QUOTED PASSAGE
========================
2 Responses to “Food Is Medicine! Regression to the Mean Proves It!”

  1. September 06, 2023 at 8:15 am, Mary-Jo said:

    Food in USA is far from nourishing if I assess after shopping yesterday at 3 different places — 2 supermarkets and a fresh produce stand. I got peaches, melons, tomatoes, peppers, cucumbers at the stand, but it closes in 2 weeks as many other freshstands in Delmarva, acc to proprietor. It was shocking for me to check out food at supermarkets — peanut butter w/sugar, palm oil, salt, and those were the expensive ‘good’ ones. Any ‘purer’ pb sold at health food section at exorbitant premium! Similar story with many other items. Some products ARE improved, like plain yogurt, whole oats, kefir. NO muesli, just granola- my pet peeve here. Overall, I find what’s on shelves here for daily shopping/dietary intake for the public MUCH more ultra-processed than in Europe. It IS possible to get better options here, but in health-food sections of supers or at health-food shops, at a premium. Is it any wonder that ‘prescribing’ produce needed to get people to eat more healthfully?! Re: medicine, ad nauseum TV commercials for drugs are disturbing. UP foods on shelves, medicine TV ads have gotten worse over the years despite attention and efforts for healthier lifestyle habits. Rant over.😣

  2. September 07, 2023 at 5:28 pm, David Brown said:

    Excerpt from the Preface to “Food for Nought” by Ross Hume Hall, PhD, 1973.
========================
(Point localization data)
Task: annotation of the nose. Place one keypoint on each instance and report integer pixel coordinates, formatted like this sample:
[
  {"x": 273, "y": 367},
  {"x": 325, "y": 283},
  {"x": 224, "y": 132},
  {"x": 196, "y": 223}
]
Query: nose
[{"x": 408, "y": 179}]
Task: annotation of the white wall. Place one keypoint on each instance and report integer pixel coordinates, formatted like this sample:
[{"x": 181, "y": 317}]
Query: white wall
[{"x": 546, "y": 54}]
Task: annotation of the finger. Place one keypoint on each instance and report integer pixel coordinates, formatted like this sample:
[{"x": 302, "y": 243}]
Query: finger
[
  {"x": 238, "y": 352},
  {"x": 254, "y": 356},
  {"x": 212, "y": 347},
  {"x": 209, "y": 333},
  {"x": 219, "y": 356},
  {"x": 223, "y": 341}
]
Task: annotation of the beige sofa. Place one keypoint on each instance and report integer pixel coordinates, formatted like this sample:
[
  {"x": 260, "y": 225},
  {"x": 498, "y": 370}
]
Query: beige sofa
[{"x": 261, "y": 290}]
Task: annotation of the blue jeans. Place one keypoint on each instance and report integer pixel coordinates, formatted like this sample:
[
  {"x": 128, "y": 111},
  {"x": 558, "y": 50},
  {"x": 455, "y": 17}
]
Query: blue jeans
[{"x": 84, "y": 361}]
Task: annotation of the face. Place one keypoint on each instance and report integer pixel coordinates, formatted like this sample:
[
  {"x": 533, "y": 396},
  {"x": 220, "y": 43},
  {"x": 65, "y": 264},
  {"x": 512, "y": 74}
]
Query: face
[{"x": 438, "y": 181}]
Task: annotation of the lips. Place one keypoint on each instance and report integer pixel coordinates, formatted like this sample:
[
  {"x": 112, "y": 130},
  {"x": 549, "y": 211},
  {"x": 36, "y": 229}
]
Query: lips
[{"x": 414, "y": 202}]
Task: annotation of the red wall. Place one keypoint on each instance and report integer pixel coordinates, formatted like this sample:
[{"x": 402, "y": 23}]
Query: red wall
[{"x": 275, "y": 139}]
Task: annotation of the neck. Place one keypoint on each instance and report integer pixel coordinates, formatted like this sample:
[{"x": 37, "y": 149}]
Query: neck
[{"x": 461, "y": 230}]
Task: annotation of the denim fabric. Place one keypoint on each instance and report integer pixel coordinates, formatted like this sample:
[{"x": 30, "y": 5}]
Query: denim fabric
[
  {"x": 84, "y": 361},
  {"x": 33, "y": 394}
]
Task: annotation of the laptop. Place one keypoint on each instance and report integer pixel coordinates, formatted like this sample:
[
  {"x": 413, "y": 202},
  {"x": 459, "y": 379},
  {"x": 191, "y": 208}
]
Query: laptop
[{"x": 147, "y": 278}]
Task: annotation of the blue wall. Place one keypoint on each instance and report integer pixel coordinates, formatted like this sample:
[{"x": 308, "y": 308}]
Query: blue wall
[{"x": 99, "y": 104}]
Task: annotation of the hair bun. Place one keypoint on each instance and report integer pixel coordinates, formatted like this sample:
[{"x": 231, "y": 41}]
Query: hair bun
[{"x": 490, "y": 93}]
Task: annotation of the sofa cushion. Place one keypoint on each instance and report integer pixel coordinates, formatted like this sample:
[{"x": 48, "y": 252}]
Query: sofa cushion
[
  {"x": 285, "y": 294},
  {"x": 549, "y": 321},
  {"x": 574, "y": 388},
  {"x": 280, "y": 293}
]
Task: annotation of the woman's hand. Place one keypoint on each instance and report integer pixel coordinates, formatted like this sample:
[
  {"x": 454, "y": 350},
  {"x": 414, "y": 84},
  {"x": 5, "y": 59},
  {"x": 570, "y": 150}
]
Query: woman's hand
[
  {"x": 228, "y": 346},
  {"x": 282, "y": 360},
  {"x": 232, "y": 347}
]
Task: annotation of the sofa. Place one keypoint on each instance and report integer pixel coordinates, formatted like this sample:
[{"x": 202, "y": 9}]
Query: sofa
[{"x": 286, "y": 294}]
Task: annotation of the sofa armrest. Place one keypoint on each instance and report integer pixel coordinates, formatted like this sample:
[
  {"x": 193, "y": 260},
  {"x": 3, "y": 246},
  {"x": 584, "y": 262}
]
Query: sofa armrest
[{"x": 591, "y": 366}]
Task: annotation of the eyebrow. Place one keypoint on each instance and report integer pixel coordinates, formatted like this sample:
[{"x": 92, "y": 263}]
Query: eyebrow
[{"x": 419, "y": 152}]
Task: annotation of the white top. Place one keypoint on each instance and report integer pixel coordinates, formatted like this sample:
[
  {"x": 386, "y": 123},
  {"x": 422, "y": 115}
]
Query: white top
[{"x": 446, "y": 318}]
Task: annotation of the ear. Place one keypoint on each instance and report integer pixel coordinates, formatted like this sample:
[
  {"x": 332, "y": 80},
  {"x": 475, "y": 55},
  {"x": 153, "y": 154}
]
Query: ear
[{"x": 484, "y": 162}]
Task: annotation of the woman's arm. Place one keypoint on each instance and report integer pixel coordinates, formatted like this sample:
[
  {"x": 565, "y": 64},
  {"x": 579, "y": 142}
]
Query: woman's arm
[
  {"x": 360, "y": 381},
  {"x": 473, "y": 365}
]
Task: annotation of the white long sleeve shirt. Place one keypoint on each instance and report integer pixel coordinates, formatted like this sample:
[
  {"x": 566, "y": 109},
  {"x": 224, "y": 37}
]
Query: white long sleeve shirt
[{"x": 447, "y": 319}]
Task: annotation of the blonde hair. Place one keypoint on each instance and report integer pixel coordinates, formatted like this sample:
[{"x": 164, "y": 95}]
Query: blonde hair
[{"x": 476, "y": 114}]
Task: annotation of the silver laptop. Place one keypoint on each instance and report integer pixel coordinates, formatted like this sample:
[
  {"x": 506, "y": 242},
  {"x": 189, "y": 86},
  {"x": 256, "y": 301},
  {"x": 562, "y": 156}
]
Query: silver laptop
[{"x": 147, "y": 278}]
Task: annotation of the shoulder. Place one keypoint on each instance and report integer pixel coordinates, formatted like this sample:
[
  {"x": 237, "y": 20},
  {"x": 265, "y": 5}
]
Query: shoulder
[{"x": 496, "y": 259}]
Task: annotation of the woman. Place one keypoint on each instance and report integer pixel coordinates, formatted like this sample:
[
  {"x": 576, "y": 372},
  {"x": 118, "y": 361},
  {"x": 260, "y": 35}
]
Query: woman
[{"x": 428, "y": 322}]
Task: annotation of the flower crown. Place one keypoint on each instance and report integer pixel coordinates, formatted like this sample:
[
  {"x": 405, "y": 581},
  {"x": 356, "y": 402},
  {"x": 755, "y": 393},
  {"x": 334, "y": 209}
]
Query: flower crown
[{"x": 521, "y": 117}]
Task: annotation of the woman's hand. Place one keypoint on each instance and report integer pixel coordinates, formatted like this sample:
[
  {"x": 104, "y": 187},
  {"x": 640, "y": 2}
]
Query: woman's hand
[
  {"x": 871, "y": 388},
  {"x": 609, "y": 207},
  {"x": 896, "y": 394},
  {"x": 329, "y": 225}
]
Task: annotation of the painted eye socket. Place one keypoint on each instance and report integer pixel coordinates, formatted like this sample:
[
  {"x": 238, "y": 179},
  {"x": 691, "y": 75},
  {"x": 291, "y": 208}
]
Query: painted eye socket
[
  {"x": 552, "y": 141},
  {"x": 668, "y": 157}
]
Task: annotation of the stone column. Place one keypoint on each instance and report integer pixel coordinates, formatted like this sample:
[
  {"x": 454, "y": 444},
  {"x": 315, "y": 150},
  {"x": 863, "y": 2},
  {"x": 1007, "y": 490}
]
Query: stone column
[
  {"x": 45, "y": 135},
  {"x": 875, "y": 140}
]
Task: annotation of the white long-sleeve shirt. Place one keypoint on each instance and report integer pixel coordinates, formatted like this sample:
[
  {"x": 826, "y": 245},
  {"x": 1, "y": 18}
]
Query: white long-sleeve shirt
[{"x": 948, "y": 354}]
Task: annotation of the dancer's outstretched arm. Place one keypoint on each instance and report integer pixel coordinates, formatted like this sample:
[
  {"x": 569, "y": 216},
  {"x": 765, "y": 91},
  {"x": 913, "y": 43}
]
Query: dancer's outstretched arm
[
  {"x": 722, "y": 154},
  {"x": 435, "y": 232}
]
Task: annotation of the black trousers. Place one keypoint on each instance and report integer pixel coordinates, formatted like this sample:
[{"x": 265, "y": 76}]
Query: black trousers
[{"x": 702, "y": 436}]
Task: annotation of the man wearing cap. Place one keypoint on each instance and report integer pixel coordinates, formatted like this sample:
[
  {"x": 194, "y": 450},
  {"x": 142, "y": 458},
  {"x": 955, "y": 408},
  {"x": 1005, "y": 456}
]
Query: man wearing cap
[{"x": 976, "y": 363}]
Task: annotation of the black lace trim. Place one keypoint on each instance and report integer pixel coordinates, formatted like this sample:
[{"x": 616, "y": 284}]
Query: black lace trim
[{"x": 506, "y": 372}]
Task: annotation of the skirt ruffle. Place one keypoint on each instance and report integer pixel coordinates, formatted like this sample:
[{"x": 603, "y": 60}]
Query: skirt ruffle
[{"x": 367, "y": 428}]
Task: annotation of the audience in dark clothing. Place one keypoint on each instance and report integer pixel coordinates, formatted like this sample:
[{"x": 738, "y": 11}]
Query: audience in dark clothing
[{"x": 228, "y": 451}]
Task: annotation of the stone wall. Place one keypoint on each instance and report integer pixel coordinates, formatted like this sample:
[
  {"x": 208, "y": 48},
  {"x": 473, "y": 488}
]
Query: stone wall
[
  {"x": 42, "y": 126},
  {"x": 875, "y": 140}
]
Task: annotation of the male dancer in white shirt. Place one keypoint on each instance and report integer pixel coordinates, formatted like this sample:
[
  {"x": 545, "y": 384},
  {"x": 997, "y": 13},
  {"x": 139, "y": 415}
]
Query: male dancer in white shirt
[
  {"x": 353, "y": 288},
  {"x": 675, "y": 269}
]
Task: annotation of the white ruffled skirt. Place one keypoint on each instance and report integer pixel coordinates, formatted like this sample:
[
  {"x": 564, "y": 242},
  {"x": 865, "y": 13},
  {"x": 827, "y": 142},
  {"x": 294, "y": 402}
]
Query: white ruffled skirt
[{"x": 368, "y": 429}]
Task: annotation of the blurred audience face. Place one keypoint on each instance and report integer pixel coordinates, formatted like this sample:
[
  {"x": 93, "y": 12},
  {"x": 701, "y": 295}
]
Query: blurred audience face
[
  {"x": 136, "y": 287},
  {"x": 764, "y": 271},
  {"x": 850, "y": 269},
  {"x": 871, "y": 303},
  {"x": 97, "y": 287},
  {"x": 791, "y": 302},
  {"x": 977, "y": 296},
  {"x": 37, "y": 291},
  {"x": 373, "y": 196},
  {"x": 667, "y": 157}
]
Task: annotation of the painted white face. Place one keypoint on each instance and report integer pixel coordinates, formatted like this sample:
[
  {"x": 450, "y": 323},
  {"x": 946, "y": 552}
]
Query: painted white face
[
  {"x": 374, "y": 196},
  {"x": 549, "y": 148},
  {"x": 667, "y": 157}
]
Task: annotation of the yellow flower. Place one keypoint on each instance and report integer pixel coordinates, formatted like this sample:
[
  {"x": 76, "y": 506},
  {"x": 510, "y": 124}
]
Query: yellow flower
========================
WHAT YOU WILL DO
Copy out the comment thread above, word for word.

ANSWER TO THIS EXERCISE
2 Responses to “Food Is Medicine! Regression to the Mean Proves It!”

  1. September 06, 2023 at 8:15 am, Mary-Jo said:

    Food in USA is far from nourishing if I assess after shopping yesterday at 3 different places — 2 supermarkets and a fresh produce stand. I got peaches, melons, tomatoes, peppers, cucumbers at the stand, but it closes in 2 weeks as many other freshstands in Delmarva, acc to proprietor. It was shocking for me to check out food at supermarkets — peanut butter w/sugar, palm oil, salt, and those were the expensive ‘good’ ones. Any ‘purer’ pb sold at health food section at exorbitant premium! Similar story with many other items. Some products ARE improved, like plain yogurt, whole oats, kefir. NO muesli, just granola- my pet peeve here. Overall, I find what’s on shelves here for daily shopping/dietary intake for the public MUCH more ultra-processed than in Europe. It IS possible to get better options here, but in health-food sections of supers or at health-food shops, at a premium. Is it any wonder that ‘prescribing’ produce needed to get people to eat more healthfully?! Re: medicine, ad nauseum TV commercials for drugs are disturbing. UP foods on shelves, medicine TV ads have gotten worse over the years despite attention and efforts for healthier lifestyle habits. Rant over.😣

  2. September 07, 2023 at 5:28 pm, David Brown said:

    Excerpt from the Preface to “Food for Nought” by Ross Hume Hall, PhD, 1973.